# Excerpt provided:
────────────────────────────────────────

# I think there is a new trend forming...



## shellbeme (Mar 1, 2011)

More and more manufacturers are stepping forward to tell us where their ingredients are sourced from  I think this is huge.

The Honest Kitchen has done this for a while. I really think I'm going to transition the boys to this full time. I announced to DH once we are done with the kibble we have on hand, I'm switching them to wet food-well THK is wet once you re hydrate it. In my opinion it is better than any wet food out there and slightly less expensive than most premium wet foods anyway.

All Natural Dog Food | Dehydrated Raw Dog Food | Like Homemade Pet Food

Info about their ingredients: 
All Natural Pet Food Ingredients | Human Grade Dog Food | The Honest Kitchen

And now, Natura pet products, which I have never taken much notice of, is starting to do the same  

Where Do Our Ingredients Come From? - See Beyond the Bag

I like this, I hope it continues.


----------



## maltese manica (Nov 6, 2012)

My three really hate the honest kitchen.............but they tried the sojo's and actually ate it!!!! plus I got some samples of the fromm kibble and they ate that as well. What are your thoughts on Sojo's ?


----------



## shellbeme (Mar 1, 2011)

I like sojos, it does not impress me as much as the honest kitchen but I still think it's a good food. Another one I hear great things about is grandma lucy's. My boys enjoy the cookies they make, and yes, I have eaten one  they are great! Tasted like a regular cookie to me, it was the pumpkin and honey I believe? I'm too lazy to get up and look at the bag.


----------



## maltese manica (Nov 6, 2012)

I got samples of grandma lucy's but havent tried it out yet. What puzzles me is why they like the sojo's but not the honest kitchen???????


----------



## shellbeme (Mar 1, 2011)

maltese manica said:


> I got samples of grandma lucy's but havent tried it out yet. What puzzles me is why they like the sojo's but not the honest kitchen???????


No idea, did you try more than one flavor? Mine loved it, then stopped eating it, then loved it again? Heh..dogs....


----------



## maltese manica (Nov 6, 2012)

no I got just one sample of it!!! mine are very very picky  but thanks for your input on this! I find your blogs and posts very helpful!!!!


----------



## LJSquishy (Feb 27, 2008)

Grandma Lucy's didn't work for one of my dogs. London lost so much weight on it, it was scary. I was expecting both of them to drop a little weight initially which is very common, but London never gained any weight back. I increased her food by almost double and it didn't make a difference. I really wanted to love Grandma Lucy's but it just didn't work for us. And, it is very very potato-heavy.


----------



## maltese manica (Nov 6, 2012)

────────────────────────────────────────

# Data excerpt:
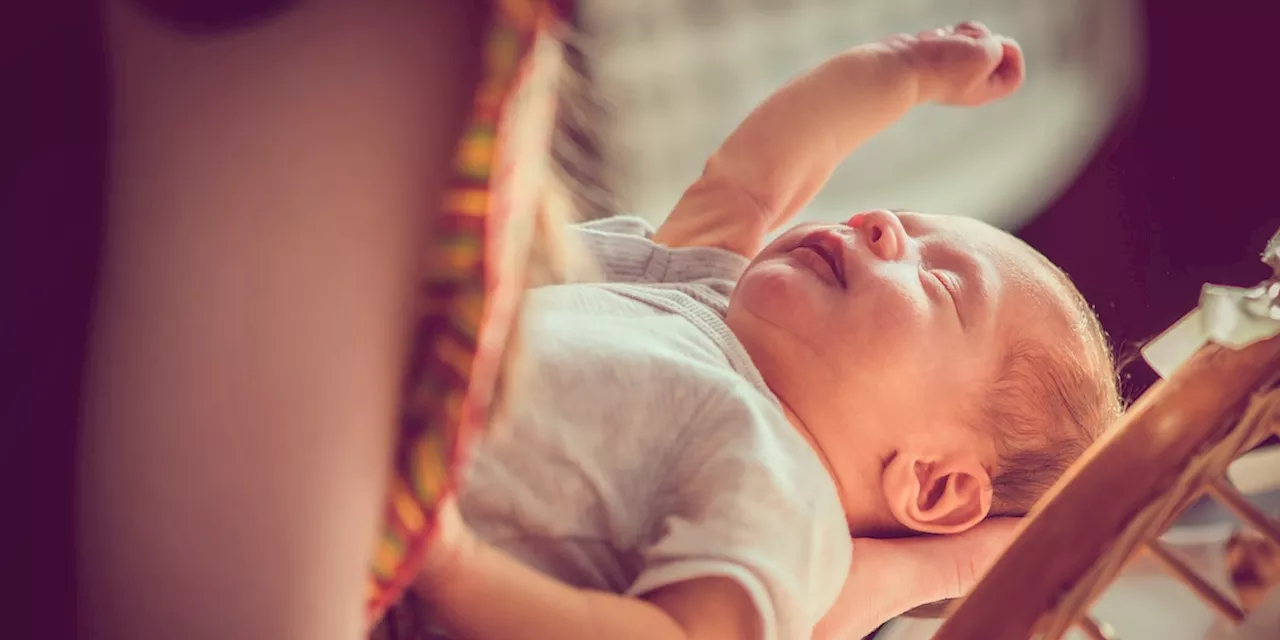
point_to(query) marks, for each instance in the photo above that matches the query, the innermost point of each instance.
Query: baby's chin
(780, 292)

────────────────────────────────────────

# Exercise details:
Could you condense the paragraph in the dog food thread that begins "Grandma Lucy's didn't work for one of my dogs" into a short bulleted list of its main facts?

# Exercise solution:
- Grandma Lucy's didn't work for one of the poster's dogs, London.
- London lost a frightening amount of weight on it.
- A little weight loss at first was expected for both dogs and is very common, but London never gained hers back.
- Increasing her food by almost double made no difference.
- The poster wanted to love the food, but it didn't work for them.
- The food is very potato-heavy.